(Position identification records)
□ □ □ □ □

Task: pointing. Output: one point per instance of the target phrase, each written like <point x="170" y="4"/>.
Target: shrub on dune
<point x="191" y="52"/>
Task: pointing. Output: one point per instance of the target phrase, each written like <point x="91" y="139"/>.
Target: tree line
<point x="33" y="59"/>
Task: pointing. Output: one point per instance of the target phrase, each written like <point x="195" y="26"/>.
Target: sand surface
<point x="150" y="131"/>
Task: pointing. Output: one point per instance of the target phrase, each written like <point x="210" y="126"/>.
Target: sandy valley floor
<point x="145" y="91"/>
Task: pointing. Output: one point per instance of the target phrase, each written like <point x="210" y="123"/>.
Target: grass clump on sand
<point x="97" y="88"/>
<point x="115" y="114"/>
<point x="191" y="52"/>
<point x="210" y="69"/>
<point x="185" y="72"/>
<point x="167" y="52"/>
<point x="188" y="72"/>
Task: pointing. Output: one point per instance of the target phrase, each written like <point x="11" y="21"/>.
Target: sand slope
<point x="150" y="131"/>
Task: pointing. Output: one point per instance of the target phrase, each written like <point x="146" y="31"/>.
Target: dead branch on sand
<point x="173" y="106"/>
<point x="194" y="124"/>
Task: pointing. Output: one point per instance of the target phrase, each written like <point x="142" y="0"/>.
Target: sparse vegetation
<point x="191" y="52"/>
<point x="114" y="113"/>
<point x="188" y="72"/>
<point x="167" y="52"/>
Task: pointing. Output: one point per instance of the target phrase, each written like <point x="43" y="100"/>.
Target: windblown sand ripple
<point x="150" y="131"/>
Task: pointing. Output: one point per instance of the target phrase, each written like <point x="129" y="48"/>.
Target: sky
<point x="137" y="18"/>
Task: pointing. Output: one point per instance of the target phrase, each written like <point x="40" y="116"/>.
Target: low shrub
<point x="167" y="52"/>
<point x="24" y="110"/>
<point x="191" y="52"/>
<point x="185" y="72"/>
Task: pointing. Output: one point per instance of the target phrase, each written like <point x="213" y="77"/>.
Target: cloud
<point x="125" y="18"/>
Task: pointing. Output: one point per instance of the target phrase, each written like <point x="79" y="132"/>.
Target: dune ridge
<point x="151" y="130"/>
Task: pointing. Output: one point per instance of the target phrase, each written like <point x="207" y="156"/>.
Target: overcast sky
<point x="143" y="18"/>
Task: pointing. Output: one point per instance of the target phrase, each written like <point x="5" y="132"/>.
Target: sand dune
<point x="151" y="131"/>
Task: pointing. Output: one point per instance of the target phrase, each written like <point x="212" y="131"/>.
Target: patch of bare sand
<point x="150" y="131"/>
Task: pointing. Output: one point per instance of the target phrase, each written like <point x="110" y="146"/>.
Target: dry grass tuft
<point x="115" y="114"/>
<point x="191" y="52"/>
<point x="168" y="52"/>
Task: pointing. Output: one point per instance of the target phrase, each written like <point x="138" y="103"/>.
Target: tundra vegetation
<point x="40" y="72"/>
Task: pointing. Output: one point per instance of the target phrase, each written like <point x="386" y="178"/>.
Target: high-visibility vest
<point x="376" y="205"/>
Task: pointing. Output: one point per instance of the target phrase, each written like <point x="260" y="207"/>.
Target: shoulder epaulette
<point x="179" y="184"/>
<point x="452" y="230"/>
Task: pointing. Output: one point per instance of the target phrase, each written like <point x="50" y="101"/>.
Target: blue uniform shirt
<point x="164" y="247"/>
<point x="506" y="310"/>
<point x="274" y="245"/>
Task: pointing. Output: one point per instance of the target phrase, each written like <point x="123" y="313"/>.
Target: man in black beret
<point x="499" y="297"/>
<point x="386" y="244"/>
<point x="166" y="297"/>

□ □ □ □ □

Copy every line exactly. Leave nothing out.

Task: pointing. Output: one point per instance of the target phrase, each written like <point x="170" y="4"/>.
Target: shrub on dune
<point x="191" y="52"/>
Task: pointing. Output: one point per instance of the target phrase, each written like <point x="91" y="139"/>.
Target: tree line
<point x="33" y="59"/>
Task: pointing. Output: one point per instance of the target phrase, each written like <point x="195" y="26"/>.
Target: sand surface
<point x="150" y="131"/>
Task: pointing. Output: one point per instance of the target phrase, each written like <point x="210" y="126"/>.
Target: sandy valley floor
<point x="145" y="91"/>
Task: pointing. Output: one point per instance of the target phrase, each written like <point x="210" y="123"/>.
Target: grass clump on sand
<point x="97" y="88"/>
<point x="115" y="114"/>
<point x="191" y="52"/>
<point x="210" y="69"/>
<point x="185" y="72"/>
<point x="167" y="52"/>
<point x="188" y="72"/>
Task: pointing. Output: one point per instance of the target phrase, each written like <point x="11" y="21"/>.
Target: sand slope
<point x="150" y="131"/>
Task: pointing. Output: one point per instance of the target phrase, each written like <point x="146" y="31"/>.
Target: dead branch on sand
<point x="173" y="106"/>
<point x="194" y="124"/>
Task: pointing. Output: one point per instance of the target phrase, each written like <point x="142" y="0"/>.
Target: sparse vegetation
<point x="191" y="52"/>
<point x="114" y="113"/>
<point x="188" y="72"/>
<point x="167" y="52"/>
Task: pointing. Output: one point per instance of the target phrase, each written like <point x="43" y="100"/>.
Target: windblown sand ripple
<point x="150" y="131"/>
Task: pointing. Output: one point per instance of the target phrase, each written like <point x="129" y="48"/>.
Target: sky
<point x="137" y="18"/>
Task: pointing. Output: one point per instance of the target phrase, each written like <point x="40" y="116"/>.
Target: low shrub
<point x="167" y="52"/>
<point x="24" y="110"/>
<point x="191" y="52"/>
<point x="185" y="72"/>
Task: pointing. Output: one point per instance of the target phrase, each written like <point x="213" y="77"/>.
Target: cloud
<point x="125" y="18"/>
Task: pointing. Output: one point per instance of the target phrase, each written like <point x="79" y="132"/>.
Target: dune ridge
<point x="151" y="130"/>
Task: pointing. Output: one point per instance of the target phrase, each written like <point x="207" y="156"/>.
Target: overcast sky
<point x="143" y="18"/>
Task: pointing. Output: one point per instance of the target phrase, each written like <point x="5" y="132"/>.
Target: sand dune
<point x="151" y="131"/>
Task: pointing. Output: one point per instance of the target phrase, each written like <point x="212" y="131"/>.
Target: patch of bare sand
<point x="150" y="131"/>
Task: pointing. Output: one point per instance of the target phrase, each written like <point x="110" y="146"/>.
Target: dry grass tuft
<point x="115" y="114"/>
<point x="191" y="52"/>
<point x="168" y="52"/>
Task: pointing. Output: one point per instance of the target phrase, each written like <point x="138" y="103"/>.
Target: tundra vegetation
<point x="40" y="72"/>
Task: pointing. Output: one point per instance of the target phrase, each written like <point x="386" y="178"/>.
Target: high-visibility vest
<point x="376" y="205"/>
Task: pointing. Output: one point per instance of the target phrase, each written like <point x="260" y="207"/>.
Target: shoulder epaulette
<point x="179" y="184"/>
<point x="452" y="230"/>
Task: pointing. Output: one point per instance of the target phrase, each written like <point x="50" y="101"/>.
Target: blue uniform shirt
<point x="164" y="247"/>
<point x="506" y="310"/>
<point x="274" y="245"/>
Task: pointing. Output: one point per instance of the target phrase, each written like <point x="123" y="313"/>.
Target: man in black beret
<point x="499" y="297"/>
<point x="386" y="244"/>
<point x="166" y="297"/>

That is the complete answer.